- **TASK DATA**:
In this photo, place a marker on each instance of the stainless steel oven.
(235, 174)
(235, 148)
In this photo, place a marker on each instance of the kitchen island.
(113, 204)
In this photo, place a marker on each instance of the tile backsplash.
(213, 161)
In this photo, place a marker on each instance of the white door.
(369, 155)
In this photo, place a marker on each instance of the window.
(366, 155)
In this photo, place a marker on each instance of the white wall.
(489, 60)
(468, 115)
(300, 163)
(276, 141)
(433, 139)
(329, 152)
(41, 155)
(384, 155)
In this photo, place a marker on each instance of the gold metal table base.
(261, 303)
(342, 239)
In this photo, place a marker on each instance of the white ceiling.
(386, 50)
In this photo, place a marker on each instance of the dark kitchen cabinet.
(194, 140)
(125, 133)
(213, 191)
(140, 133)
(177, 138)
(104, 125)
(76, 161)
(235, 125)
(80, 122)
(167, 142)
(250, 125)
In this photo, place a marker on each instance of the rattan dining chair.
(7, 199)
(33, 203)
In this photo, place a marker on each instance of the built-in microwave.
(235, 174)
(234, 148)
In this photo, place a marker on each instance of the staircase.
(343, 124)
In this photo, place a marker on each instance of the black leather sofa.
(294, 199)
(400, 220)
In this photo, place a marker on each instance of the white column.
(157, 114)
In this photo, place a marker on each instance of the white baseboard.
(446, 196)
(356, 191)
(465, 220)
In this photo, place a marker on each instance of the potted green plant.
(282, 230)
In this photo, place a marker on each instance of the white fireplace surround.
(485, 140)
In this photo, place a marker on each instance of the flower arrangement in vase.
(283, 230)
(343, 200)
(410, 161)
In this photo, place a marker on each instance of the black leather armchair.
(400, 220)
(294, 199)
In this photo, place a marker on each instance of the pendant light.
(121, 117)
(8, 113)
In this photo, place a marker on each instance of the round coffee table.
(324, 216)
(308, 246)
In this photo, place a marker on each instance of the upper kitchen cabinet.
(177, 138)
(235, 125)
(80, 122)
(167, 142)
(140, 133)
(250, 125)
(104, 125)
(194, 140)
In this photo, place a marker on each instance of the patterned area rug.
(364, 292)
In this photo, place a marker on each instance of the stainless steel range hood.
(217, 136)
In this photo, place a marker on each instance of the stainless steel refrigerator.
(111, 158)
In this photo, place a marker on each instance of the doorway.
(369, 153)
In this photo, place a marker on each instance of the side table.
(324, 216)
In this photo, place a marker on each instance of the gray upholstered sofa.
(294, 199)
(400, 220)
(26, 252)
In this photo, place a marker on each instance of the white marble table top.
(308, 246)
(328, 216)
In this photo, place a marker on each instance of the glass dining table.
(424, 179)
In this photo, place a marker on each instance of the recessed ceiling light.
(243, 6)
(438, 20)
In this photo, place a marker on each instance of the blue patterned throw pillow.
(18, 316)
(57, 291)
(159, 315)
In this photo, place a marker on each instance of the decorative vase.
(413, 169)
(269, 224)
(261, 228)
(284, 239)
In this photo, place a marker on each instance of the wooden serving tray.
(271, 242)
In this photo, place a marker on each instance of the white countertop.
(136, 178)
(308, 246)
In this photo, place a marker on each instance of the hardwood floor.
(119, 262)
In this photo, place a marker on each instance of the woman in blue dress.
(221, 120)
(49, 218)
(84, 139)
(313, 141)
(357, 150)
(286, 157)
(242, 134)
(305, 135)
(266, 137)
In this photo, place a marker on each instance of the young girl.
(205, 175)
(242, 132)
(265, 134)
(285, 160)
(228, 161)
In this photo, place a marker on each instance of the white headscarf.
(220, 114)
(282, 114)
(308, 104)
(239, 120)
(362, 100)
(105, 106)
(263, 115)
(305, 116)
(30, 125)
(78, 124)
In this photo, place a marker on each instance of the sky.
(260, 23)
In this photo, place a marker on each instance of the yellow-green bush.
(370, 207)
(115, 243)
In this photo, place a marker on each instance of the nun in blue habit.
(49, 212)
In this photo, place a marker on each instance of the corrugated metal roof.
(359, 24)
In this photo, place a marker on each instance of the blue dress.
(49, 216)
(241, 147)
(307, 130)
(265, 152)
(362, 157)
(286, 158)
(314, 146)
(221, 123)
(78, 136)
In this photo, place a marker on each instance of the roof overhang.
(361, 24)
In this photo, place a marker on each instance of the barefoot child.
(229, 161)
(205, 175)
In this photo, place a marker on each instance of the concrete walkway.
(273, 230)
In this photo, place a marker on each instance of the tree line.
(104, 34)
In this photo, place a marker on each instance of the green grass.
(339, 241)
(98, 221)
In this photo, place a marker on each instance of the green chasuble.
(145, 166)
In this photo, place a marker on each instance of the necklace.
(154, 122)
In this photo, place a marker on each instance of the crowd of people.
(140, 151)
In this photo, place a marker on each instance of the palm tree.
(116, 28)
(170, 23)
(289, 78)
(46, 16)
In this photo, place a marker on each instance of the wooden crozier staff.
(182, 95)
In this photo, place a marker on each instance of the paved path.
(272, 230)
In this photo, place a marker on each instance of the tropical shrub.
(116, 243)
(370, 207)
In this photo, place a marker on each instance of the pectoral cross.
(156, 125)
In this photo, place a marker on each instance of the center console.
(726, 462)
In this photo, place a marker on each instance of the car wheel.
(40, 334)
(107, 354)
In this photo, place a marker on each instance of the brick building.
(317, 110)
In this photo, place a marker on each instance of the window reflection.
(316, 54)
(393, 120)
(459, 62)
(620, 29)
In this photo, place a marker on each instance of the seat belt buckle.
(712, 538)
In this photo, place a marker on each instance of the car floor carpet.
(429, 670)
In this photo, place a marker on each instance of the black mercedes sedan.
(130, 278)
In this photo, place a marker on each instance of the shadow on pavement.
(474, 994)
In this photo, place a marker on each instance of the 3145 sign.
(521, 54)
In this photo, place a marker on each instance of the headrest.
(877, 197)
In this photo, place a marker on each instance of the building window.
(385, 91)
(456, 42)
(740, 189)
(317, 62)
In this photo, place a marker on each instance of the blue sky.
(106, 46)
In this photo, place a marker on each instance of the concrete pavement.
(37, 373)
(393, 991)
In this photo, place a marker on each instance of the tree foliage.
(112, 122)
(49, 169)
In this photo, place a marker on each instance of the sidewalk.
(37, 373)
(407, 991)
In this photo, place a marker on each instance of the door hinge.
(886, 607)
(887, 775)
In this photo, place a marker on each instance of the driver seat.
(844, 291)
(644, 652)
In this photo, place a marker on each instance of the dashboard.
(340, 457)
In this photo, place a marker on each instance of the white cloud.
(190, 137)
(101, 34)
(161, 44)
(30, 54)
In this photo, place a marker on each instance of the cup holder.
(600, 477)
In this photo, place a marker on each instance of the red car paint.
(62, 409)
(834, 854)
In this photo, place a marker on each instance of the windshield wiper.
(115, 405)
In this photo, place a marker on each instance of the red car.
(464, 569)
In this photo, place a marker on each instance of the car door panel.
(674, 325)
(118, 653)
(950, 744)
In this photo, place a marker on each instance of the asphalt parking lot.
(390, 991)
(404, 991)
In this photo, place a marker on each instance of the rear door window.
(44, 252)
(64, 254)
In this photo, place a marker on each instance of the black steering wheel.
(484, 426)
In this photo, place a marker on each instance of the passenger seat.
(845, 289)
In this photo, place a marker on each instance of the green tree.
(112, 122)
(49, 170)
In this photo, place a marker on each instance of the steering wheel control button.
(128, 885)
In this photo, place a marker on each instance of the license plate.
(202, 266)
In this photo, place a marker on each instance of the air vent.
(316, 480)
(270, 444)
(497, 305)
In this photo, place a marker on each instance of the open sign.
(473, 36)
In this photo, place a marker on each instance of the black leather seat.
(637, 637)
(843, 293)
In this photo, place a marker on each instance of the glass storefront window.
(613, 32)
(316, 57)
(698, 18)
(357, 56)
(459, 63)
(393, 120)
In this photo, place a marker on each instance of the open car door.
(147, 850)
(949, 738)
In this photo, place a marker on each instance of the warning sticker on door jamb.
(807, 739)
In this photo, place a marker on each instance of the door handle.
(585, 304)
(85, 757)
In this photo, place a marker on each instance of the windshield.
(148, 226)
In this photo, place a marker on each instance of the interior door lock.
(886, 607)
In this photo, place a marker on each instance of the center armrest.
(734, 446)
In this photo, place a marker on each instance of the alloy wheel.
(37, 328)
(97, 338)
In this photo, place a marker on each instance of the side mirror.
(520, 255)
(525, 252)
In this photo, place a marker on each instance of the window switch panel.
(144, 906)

- **ABOUT THIS EXERCISE**: Could you write out, unchanged, the line with "the side mirror." and every line after it in the data above?

- **THE COMPLETED TASK**:
In this photo, place a marker on each instance of the side mirror.
(520, 255)
(525, 252)
In this photo, place a marker on each instance of the window switch panel.
(144, 906)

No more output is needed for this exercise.